*ACTIVITY*
The lines of the records that include "woman" should all be copied.

*INFORMATION SHOWN*
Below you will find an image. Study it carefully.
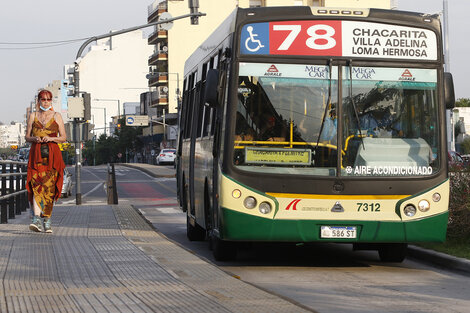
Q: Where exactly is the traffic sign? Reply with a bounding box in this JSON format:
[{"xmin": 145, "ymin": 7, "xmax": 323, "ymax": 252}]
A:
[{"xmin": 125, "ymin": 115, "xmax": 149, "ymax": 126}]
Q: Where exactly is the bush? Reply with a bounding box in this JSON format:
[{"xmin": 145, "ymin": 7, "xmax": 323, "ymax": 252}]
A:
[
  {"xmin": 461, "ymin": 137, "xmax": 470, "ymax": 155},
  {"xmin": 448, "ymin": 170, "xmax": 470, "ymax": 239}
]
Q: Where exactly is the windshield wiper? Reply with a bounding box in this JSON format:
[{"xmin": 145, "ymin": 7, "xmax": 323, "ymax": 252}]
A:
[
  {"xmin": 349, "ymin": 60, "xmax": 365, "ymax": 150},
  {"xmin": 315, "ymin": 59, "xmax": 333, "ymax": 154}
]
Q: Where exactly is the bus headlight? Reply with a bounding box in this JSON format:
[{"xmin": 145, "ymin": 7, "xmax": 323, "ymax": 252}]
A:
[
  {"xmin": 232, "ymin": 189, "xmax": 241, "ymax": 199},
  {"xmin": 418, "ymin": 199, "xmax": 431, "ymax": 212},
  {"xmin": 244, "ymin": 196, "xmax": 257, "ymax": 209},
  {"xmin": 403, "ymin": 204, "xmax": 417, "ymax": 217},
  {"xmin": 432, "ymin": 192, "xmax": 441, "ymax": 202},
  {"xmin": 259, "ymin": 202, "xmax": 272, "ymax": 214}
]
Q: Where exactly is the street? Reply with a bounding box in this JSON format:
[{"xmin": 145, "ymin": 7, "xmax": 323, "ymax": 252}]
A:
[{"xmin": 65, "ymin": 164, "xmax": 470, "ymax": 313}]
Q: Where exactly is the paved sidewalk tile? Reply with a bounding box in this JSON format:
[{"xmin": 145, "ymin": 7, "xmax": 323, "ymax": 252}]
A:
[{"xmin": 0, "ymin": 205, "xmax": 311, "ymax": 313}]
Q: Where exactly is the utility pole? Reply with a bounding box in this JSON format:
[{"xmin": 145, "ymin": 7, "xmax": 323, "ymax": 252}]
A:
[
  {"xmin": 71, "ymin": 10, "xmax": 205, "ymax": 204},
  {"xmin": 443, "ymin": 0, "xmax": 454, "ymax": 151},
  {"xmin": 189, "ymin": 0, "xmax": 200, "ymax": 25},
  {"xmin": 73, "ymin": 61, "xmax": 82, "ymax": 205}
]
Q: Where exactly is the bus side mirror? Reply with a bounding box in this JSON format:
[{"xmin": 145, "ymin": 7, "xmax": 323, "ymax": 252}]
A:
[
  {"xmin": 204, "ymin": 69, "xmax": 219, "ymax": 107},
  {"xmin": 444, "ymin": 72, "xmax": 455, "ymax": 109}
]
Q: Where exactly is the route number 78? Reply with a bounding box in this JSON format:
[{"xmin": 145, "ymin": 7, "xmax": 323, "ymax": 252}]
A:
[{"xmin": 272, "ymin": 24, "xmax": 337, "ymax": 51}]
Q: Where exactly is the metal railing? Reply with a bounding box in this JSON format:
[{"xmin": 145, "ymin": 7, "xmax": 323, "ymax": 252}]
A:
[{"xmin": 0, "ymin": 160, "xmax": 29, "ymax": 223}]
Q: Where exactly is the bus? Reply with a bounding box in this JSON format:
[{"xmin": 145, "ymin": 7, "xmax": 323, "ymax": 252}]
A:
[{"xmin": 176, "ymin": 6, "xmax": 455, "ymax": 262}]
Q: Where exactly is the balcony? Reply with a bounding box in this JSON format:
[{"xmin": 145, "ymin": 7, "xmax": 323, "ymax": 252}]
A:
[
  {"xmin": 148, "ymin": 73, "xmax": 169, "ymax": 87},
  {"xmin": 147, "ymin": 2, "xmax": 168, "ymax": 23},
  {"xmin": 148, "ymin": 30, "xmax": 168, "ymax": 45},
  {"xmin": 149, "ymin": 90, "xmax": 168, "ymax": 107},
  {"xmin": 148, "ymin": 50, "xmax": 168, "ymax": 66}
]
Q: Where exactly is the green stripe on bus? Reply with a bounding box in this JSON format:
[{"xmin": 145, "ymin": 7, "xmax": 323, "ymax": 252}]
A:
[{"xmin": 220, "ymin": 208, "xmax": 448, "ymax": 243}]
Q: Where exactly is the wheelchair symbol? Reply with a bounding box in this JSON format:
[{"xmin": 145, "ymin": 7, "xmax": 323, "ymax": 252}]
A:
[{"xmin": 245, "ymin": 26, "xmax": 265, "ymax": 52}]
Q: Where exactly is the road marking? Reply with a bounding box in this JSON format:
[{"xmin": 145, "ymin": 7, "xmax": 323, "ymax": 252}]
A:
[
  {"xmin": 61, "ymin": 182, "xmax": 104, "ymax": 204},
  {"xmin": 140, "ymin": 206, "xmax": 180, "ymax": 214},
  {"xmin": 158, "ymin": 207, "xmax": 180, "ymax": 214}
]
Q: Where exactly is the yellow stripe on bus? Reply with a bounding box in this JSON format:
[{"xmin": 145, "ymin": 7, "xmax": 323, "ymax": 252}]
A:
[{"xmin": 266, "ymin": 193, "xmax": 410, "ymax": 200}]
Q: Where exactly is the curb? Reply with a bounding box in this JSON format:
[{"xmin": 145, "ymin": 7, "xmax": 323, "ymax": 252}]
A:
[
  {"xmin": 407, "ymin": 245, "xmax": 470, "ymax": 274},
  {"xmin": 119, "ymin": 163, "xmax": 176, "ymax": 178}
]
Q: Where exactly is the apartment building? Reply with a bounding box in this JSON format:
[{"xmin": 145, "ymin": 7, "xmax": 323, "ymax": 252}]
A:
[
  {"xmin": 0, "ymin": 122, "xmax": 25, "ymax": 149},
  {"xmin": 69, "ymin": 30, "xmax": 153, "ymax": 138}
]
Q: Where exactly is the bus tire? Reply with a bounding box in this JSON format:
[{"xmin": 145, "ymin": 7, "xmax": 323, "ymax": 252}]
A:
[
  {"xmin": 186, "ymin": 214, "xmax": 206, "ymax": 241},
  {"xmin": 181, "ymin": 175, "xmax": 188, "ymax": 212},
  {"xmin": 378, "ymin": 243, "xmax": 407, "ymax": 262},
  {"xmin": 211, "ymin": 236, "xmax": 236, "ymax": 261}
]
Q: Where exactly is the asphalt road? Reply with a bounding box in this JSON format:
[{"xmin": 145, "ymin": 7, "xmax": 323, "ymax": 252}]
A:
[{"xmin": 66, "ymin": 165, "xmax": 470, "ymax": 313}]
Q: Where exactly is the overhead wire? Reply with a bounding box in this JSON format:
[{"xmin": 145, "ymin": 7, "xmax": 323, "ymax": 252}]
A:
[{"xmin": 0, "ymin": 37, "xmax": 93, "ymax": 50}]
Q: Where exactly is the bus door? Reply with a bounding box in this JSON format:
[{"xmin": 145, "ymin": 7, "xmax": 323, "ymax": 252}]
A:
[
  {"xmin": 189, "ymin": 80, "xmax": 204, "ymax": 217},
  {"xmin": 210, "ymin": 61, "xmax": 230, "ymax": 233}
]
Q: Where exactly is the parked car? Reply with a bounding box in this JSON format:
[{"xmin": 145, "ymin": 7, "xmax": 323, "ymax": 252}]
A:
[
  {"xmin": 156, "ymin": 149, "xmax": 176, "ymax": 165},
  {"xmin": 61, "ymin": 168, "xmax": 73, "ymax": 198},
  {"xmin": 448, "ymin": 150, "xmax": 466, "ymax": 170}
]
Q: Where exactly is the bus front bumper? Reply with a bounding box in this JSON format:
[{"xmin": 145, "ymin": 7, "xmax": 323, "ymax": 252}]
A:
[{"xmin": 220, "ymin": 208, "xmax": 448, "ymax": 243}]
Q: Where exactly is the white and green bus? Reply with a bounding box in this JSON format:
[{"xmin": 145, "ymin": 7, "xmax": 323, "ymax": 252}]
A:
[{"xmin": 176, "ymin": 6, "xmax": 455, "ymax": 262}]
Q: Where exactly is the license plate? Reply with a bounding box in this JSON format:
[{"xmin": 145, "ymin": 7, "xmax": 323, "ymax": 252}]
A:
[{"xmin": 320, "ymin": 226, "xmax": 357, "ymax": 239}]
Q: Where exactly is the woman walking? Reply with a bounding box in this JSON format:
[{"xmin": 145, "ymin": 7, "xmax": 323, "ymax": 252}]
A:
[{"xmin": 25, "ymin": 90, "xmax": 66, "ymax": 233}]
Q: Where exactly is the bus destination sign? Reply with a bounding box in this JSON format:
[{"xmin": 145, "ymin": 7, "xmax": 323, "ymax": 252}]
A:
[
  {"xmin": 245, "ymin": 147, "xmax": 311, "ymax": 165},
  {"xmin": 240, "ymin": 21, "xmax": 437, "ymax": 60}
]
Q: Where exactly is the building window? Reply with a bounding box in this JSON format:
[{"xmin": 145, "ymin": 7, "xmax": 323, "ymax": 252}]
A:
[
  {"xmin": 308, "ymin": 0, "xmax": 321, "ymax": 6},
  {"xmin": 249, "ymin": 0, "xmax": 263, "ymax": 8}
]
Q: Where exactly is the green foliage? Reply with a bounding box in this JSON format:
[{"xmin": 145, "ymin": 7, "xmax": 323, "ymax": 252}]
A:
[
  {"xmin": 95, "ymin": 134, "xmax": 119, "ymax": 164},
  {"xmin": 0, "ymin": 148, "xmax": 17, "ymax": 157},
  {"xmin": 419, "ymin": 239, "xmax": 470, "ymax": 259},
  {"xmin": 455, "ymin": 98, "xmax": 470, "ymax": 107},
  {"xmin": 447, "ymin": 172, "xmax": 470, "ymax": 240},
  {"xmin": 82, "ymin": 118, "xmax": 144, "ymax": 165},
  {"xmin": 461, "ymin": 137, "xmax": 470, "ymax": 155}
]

...

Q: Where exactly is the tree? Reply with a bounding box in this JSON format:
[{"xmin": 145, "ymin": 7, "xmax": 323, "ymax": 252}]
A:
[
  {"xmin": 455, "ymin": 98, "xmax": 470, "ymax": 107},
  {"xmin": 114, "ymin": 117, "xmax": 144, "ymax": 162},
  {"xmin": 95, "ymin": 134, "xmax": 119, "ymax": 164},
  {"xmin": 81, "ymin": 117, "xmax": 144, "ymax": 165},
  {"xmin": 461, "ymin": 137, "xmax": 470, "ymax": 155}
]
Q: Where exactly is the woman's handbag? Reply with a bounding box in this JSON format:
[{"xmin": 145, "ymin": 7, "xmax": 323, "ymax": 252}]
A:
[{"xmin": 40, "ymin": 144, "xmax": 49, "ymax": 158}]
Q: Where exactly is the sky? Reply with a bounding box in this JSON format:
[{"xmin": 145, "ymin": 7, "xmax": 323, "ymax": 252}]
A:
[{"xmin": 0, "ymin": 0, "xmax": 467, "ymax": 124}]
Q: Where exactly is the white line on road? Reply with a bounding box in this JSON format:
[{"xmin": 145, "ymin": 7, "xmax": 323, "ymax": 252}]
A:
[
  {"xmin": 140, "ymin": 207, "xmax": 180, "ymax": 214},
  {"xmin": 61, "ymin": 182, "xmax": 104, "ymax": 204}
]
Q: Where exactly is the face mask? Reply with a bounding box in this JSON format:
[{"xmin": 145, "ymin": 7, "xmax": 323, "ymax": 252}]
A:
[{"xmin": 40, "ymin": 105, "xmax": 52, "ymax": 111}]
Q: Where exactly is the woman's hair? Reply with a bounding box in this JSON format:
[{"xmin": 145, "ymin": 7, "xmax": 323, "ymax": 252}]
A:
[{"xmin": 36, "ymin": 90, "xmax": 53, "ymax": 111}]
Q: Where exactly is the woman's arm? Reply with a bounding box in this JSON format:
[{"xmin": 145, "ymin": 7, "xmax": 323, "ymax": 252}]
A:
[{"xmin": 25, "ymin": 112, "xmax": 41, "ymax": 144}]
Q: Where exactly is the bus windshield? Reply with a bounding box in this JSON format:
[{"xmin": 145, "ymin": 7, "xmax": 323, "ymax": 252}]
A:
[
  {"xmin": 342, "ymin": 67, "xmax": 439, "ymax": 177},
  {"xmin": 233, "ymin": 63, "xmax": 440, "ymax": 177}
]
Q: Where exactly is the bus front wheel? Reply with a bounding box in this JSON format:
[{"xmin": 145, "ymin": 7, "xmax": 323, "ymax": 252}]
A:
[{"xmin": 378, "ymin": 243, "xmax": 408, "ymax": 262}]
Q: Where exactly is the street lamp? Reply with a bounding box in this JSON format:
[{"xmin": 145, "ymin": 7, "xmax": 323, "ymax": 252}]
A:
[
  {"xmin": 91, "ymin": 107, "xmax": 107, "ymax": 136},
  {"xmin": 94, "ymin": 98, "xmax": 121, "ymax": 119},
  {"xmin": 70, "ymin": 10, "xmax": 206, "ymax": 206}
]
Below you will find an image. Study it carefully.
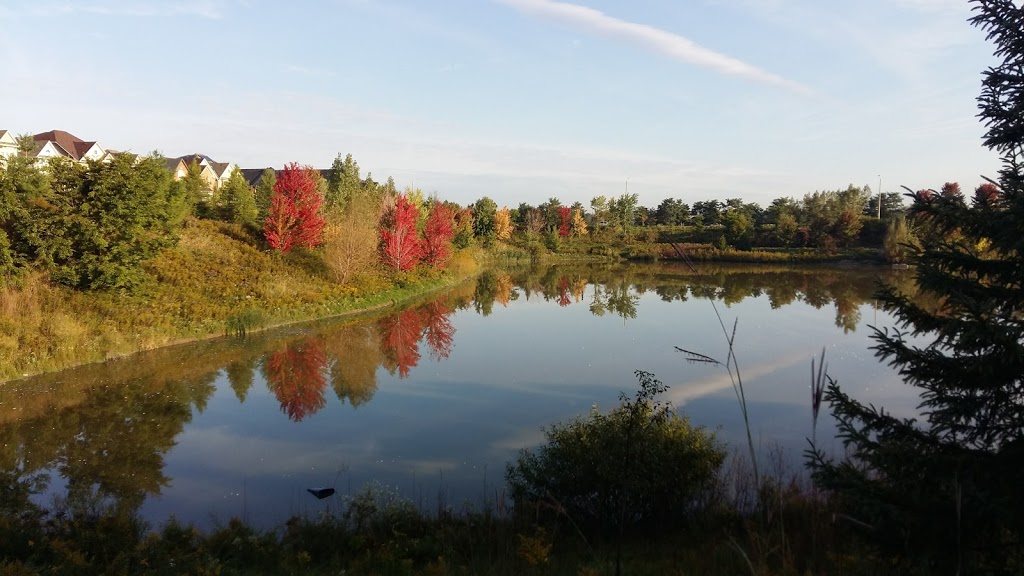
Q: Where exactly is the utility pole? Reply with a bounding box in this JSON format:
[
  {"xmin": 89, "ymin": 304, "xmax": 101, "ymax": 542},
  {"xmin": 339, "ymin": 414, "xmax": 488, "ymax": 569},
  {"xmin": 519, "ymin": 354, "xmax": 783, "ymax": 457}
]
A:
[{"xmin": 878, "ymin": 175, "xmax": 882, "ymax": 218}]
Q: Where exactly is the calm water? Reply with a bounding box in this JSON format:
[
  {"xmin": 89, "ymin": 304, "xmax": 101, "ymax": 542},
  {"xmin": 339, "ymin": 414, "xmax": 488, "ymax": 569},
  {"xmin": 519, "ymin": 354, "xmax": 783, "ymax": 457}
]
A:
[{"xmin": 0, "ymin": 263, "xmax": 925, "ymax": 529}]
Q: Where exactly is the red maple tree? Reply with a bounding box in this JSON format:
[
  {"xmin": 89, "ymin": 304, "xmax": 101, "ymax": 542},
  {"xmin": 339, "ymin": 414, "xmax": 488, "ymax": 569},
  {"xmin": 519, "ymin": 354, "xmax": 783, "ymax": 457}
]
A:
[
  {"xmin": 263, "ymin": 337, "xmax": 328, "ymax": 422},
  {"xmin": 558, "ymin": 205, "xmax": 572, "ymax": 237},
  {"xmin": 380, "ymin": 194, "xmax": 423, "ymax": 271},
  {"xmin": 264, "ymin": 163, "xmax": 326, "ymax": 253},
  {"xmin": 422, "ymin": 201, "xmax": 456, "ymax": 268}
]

*SOLUTION*
Q: Where exactly is the woman walking? Reply with a bounding box in this JSON format:
Q: Where exactly is the woman's handbag? Reply with a bounding box in this JSON format:
Q: Where exactly is the woman's hair? Reply with a bounding box in this JSON format:
Q: Where exactly is the woman's arm? Reply with a bounding box in this JSON format:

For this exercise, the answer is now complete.